Or you could just grab some grub for a picnic
You can’t go wrong at the fabulous food hall called Meinl am Graben at the end of Kärtnerstrasse. Otherwise check out the food stalls of the Naschmarkt. I was lovingly trying to capture a barrel of pickled cucumbers for posterity when the stallholder screamed “No pictures of my gherkins, Mein Herr!”. The Viennese can be a mite volatile.
And so to the Art capital with a Capital A
The Naschmarkt is just across the road from the Secession Building – the white exhibition hall that was the originally the architectural manifesto for Vienna’s fin de siecle art movement – the base camp for Gustav Klimt and his crew to dismantle the city’s cobwebbed shibboleths. But the best place to get a real perspective on the city’s legendary, if febrile, golden age in arts, music and society is the Leopold Museum in the Museum Quarter, home to a cluster of Egon Schiele’s rawly sexual canvasses. If they’re not your bag check out the Breughel collection at the Kunsthistorisches Museum.

--- Set of tasks ---
a - In the Vienna text, where is the food hall called Meinl am Graben?
b - Quote the Vienna text word for word from "And so to the" to "the Kunsthistorisches Museum.".

--- Data listing ---
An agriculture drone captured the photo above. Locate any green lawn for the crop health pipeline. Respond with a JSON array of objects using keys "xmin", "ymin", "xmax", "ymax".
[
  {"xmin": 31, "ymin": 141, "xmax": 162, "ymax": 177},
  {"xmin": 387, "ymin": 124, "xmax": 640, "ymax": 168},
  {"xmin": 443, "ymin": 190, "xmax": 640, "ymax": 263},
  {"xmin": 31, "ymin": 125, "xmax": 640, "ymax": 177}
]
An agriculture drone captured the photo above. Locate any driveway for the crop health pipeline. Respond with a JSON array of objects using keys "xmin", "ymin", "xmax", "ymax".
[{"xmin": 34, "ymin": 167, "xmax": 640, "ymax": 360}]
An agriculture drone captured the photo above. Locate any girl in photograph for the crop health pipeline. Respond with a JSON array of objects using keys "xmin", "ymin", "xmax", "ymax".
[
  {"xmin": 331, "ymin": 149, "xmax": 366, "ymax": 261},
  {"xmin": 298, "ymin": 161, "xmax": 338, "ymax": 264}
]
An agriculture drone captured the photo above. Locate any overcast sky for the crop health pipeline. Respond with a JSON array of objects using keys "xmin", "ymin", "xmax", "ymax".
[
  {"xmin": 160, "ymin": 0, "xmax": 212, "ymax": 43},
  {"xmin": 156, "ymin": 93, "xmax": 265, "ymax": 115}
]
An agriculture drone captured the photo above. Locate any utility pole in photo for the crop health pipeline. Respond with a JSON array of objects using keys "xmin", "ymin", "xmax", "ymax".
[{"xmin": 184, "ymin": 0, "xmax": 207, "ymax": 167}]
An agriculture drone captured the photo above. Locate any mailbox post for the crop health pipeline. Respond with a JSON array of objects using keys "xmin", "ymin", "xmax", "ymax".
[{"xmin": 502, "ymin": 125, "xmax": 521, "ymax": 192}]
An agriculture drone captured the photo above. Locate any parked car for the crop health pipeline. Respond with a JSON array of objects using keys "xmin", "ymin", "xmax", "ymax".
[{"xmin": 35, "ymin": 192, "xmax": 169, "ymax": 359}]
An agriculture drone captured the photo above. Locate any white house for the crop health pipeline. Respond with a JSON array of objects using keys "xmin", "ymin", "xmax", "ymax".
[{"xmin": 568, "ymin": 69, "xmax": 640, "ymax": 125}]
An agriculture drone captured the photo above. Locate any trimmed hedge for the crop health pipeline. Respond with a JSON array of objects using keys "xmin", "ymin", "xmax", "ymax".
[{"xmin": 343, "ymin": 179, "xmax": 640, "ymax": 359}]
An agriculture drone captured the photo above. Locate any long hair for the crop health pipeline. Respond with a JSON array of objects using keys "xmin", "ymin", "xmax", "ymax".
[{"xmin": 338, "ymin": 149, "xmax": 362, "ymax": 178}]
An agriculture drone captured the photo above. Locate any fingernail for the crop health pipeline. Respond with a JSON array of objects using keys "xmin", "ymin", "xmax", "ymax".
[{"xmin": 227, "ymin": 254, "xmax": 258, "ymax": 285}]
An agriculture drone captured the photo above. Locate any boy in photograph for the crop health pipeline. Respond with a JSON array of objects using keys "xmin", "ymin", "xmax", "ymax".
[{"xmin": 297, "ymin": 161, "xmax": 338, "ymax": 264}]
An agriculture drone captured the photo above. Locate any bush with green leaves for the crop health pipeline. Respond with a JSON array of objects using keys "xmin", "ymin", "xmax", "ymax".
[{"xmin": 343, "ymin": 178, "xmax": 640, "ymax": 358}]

--- Responses ---
a - At the end of Kärtnerstrasse.

b -
And so to the Art capital with a Capital A
The Naschmarkt is just across the road from the Secession Building – the white exhibition hall that was the originally the architectural manifesto for Vienna’s fin de siecle art movement – the base camp for Gustav Klimt and his crew to dismantle the city’s cobwebbed shibboleths. But the best place to get a real perspective on the city’s legendary, if febrile, golden age in arts, music and society is the Leopold Museum in the Museum Quarter, home to a cluster of Egon Schiele’s rawly sexual canvasses. If they’re not your bag check out the Breughel collection at the Kunsthistorisches Museum.